What you should do
Please write out exactly the lines of the data below from the line holding "For the target" through the line holding "box: [582, 284, 613, 341]", and leave out the rest.

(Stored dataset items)
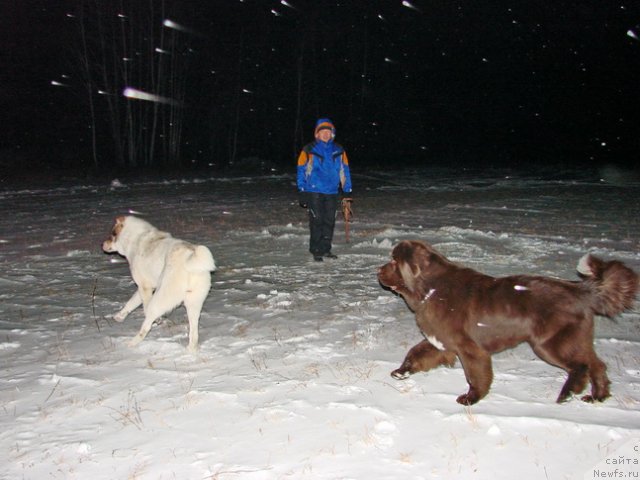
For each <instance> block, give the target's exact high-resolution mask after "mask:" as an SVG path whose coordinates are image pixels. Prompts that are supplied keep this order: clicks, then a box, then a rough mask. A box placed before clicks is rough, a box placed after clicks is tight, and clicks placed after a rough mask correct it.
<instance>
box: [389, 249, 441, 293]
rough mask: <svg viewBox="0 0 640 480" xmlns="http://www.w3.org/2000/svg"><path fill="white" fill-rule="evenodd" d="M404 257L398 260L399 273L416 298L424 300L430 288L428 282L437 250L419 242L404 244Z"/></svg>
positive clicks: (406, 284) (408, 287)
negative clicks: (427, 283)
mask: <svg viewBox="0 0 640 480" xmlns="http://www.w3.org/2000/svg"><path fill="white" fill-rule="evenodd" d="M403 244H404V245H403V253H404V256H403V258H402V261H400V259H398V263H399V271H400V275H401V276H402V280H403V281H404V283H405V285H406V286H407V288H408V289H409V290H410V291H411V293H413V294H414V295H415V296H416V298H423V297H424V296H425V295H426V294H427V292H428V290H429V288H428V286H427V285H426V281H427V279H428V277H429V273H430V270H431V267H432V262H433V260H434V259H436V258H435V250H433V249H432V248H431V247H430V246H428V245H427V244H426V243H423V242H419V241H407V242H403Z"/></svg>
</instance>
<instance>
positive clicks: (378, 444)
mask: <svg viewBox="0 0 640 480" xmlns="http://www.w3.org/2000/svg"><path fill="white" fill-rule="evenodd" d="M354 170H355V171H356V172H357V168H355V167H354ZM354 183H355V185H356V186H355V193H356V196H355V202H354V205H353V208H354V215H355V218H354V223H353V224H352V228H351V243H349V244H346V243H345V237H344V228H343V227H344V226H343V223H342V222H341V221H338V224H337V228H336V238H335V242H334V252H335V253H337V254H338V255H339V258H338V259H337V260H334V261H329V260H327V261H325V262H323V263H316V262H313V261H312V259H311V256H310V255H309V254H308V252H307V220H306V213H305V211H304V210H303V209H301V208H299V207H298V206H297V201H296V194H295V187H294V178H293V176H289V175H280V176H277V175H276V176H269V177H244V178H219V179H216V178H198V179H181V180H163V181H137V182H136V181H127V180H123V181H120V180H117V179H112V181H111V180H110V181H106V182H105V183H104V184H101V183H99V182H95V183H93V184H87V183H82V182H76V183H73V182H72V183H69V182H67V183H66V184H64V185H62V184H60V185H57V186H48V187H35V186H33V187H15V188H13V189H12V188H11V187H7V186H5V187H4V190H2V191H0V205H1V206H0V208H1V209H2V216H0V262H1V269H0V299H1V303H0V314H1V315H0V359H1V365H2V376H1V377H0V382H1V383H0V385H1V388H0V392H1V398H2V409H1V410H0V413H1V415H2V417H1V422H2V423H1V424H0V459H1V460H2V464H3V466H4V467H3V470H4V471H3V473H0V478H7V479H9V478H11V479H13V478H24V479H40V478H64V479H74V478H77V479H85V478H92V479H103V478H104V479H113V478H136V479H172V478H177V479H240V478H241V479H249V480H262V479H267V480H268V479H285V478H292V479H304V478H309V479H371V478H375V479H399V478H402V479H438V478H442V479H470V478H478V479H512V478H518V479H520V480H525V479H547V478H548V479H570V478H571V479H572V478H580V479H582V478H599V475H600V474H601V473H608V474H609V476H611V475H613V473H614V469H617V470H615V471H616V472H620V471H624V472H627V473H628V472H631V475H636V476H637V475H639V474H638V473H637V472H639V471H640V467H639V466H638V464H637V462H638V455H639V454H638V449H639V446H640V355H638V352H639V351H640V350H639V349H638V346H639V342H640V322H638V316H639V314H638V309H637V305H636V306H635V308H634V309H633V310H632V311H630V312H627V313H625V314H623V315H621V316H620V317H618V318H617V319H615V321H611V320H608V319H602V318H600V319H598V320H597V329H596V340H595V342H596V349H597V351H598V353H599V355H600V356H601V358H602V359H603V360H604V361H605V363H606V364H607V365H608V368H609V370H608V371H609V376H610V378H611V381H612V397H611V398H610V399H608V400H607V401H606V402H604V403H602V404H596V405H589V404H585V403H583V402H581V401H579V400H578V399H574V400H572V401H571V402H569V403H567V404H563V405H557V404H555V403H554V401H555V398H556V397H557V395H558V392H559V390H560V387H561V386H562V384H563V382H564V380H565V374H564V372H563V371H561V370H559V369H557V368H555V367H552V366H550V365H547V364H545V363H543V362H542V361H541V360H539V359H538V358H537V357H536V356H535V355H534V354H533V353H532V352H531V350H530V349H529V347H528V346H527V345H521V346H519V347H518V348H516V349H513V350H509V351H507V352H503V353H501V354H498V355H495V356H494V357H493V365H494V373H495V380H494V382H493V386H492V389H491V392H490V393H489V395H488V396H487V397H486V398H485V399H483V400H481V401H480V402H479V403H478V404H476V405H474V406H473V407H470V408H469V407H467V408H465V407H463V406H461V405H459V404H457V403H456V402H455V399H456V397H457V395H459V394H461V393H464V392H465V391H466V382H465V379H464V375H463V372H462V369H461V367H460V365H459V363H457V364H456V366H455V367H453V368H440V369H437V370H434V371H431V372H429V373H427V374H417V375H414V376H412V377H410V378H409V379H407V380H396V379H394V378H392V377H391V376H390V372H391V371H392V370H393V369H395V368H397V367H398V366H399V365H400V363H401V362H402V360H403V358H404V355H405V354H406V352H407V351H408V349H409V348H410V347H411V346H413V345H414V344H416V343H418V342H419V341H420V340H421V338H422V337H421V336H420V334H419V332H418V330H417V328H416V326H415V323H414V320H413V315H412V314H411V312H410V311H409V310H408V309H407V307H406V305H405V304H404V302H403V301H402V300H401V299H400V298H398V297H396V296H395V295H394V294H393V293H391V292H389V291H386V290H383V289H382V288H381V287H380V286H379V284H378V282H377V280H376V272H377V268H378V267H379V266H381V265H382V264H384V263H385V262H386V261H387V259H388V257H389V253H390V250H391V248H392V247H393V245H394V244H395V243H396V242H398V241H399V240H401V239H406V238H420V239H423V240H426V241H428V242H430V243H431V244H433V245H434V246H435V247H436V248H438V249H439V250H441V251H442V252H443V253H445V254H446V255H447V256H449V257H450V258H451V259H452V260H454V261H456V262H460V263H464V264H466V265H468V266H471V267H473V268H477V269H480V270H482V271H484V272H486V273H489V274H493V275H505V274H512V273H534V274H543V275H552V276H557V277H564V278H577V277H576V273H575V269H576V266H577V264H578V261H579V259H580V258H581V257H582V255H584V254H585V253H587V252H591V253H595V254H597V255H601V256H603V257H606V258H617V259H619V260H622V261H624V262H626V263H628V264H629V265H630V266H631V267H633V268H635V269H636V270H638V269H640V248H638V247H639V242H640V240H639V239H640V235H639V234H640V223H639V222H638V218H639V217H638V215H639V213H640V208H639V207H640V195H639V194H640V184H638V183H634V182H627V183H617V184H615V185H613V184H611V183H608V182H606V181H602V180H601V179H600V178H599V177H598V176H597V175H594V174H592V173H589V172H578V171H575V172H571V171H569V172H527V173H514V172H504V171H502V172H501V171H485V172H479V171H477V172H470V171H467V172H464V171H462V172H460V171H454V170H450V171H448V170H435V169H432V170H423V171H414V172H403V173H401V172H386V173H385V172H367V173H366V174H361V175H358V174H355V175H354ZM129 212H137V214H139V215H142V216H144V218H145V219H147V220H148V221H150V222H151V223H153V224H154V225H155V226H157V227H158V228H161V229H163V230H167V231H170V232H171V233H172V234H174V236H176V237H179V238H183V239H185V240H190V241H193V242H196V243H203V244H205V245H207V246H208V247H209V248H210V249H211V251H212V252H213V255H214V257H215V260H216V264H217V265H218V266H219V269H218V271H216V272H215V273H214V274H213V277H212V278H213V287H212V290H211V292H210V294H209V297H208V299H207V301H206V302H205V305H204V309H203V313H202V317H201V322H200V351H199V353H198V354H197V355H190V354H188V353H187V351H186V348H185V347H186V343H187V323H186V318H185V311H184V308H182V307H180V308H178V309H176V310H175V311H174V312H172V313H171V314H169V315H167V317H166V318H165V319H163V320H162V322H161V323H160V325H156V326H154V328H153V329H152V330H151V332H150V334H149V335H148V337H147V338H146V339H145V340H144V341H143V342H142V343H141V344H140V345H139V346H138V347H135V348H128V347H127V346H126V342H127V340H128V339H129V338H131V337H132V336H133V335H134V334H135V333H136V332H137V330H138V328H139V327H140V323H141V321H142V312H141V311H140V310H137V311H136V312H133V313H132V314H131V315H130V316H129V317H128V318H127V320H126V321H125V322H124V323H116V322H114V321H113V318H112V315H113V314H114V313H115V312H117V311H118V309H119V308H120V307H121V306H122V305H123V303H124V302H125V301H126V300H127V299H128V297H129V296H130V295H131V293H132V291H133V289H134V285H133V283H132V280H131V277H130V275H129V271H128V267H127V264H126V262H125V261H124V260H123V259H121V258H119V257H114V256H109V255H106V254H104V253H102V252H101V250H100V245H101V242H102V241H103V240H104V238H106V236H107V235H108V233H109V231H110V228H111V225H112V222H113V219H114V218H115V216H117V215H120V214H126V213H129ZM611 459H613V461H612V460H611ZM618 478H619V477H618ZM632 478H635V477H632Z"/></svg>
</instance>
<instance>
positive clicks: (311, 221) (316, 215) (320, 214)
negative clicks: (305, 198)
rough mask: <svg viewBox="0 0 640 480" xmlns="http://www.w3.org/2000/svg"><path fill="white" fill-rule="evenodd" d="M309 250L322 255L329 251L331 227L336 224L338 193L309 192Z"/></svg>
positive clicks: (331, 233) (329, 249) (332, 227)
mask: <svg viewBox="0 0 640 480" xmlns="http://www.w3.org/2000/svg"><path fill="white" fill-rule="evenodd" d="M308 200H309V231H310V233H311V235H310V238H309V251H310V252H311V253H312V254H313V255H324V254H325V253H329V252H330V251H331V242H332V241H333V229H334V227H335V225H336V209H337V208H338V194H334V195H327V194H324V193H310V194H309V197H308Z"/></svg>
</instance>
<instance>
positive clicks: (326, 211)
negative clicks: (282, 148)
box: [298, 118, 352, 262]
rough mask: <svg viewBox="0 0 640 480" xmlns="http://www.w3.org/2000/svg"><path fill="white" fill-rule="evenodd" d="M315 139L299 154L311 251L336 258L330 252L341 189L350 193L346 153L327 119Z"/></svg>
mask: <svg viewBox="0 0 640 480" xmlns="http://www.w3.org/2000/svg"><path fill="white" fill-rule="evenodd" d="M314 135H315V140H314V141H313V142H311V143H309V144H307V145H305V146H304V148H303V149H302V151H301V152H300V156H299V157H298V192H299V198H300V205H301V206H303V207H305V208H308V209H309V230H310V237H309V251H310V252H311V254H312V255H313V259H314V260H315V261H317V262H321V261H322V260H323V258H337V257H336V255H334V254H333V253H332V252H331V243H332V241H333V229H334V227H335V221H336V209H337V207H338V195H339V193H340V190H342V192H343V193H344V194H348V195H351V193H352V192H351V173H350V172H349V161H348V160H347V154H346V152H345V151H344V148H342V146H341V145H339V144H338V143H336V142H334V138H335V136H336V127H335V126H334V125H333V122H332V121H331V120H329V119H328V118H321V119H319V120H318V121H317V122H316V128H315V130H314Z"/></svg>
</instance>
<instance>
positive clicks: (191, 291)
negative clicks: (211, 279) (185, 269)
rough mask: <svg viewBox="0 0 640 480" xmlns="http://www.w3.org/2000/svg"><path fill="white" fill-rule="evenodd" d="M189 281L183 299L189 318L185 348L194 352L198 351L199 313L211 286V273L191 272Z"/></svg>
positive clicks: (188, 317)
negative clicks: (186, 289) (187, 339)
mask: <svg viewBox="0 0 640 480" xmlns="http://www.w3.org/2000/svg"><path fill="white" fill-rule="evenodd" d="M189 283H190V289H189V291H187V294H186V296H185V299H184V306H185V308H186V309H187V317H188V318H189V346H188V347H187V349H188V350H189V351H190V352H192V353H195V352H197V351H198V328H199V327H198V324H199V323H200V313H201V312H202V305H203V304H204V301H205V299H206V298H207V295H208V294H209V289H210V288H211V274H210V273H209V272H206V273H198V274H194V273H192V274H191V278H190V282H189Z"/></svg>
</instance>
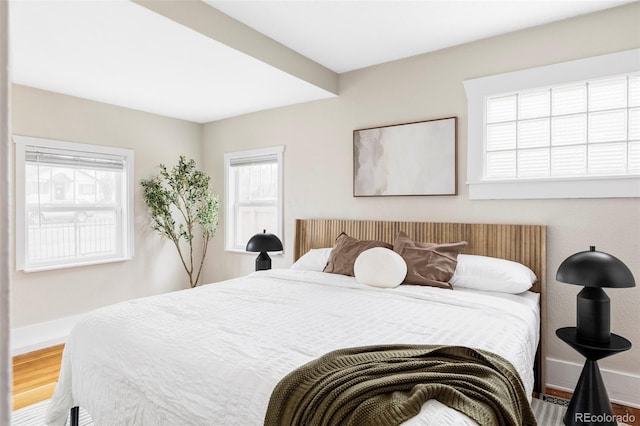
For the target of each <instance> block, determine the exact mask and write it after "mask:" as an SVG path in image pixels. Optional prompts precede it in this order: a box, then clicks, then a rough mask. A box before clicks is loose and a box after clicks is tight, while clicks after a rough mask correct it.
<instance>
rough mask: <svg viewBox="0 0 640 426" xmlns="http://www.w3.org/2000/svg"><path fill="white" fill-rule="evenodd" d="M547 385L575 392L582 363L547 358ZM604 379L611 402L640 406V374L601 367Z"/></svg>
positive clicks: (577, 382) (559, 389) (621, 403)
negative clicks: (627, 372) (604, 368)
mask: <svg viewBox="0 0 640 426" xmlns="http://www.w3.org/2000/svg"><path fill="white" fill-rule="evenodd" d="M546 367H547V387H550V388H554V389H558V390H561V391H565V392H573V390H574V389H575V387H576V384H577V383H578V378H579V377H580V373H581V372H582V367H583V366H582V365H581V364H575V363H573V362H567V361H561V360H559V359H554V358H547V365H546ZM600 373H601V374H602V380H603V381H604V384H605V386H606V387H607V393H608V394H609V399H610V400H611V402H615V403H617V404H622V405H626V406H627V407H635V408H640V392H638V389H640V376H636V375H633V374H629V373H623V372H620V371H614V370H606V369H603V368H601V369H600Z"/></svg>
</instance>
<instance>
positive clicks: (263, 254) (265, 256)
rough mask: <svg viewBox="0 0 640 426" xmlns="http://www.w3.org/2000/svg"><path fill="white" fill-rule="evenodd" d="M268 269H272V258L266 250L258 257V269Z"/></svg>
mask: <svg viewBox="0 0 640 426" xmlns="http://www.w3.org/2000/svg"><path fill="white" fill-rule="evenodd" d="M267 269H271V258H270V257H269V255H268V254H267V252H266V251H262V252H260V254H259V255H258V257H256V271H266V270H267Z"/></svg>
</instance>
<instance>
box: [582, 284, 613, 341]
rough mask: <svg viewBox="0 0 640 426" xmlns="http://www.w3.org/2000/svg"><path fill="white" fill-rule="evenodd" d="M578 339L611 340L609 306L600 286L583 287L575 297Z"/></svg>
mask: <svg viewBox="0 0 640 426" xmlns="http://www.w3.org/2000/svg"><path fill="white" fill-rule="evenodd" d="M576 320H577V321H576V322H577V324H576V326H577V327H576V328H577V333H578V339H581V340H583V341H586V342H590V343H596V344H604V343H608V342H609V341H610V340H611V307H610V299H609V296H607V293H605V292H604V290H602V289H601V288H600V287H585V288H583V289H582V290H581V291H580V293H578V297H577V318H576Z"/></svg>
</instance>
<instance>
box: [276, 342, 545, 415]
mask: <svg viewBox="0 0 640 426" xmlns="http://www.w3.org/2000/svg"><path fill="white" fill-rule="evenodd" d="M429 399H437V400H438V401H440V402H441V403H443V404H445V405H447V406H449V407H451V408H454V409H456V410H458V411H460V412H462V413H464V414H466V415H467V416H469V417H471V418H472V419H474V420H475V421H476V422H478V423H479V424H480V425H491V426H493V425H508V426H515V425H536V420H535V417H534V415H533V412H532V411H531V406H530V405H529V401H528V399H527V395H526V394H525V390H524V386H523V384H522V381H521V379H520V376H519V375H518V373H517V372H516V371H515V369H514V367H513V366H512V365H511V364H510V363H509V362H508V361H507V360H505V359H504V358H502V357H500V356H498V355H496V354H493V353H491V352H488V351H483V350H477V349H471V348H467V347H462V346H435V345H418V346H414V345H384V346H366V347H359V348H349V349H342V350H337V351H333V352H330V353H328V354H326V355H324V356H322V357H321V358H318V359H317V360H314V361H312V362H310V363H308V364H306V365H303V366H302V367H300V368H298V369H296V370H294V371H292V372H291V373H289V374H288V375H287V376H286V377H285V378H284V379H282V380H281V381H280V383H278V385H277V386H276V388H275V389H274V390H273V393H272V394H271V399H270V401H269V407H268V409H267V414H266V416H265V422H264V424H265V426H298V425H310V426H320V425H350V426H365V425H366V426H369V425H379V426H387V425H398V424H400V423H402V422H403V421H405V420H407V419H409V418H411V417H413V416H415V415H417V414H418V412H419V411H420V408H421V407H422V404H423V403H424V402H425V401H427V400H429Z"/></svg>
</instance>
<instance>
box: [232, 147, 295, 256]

Reply to the task
For the target of each <instance> block, determine the exact mask and write it after "mask:" as an SVG path in image pixels. Optional prompts precede it in this order: a box, then clicks, then a rough mask. A box before clicks is loose and a box after clicks is tight, while clicks after a rough mask correct it.
<instance>
rough mask: <svg viewBox="0 0 640 426" xmlns="http://www.w3.org/2000/svg"><path fill="white" fill-rule="evenodd" d="M547 385L575 392L582 363L547 358ZM604 379L611 402L640 406V374L601 367Z"/></svg>
positive clicks: (577, 382) (559, 389) (621, 403)
negative clicks: (627, 372) (604, 368)
mask: <svg viewBox="0 0 640 426" xmlns="http://www.w3.org/2000/svg"><path fill="white" fill-rule="evenodd" d="M546 367H547V387H550V388H554V389H558V390H561V391H565V392H573V390H574V389H575V387H576V384H577V383H578V378H579V377H580V373H581V372H582V367H583V366H582V365H581V364H575V363H573V362H567V361H561V360H559V359H554V358H547V365H546ZM600 373H601V374H602V380H603V381H604V384H605V386H606V387H607V393H608V394H609V399H610V400H611V402H615V403H617V404H622V405H626V406H627V407H635V408H640V392H638V389H640V376H636V375H633V374H629V373H623V372H620V371H614V370H606V369H603V368H601V369H600Z"/></svg>
</instance>
<instance>
positive clicks: (263, 254) (265, 256)
rough mask: <svg viewBox="0 0 640 426" xmlns="http://www.w3.org/2000/svg"><path fill="white" fill-rule="evenodd" d="M268 269H272V258L266 250L258 257V269Z"/></svg>
mask: <svg viewBox="0 0 640 426" xmlns="http://www.w3.org/2000/svg"><path fill="white" fill-rule="evenodd" d="M267 269H271V258H270V257H269V255H268V254H267V252H266V251H262V252H260V254H259V255H258V257H256V271H266V270H267Z"/></svg>
</instance>
<instance>
box: [582, 284, 613, 341]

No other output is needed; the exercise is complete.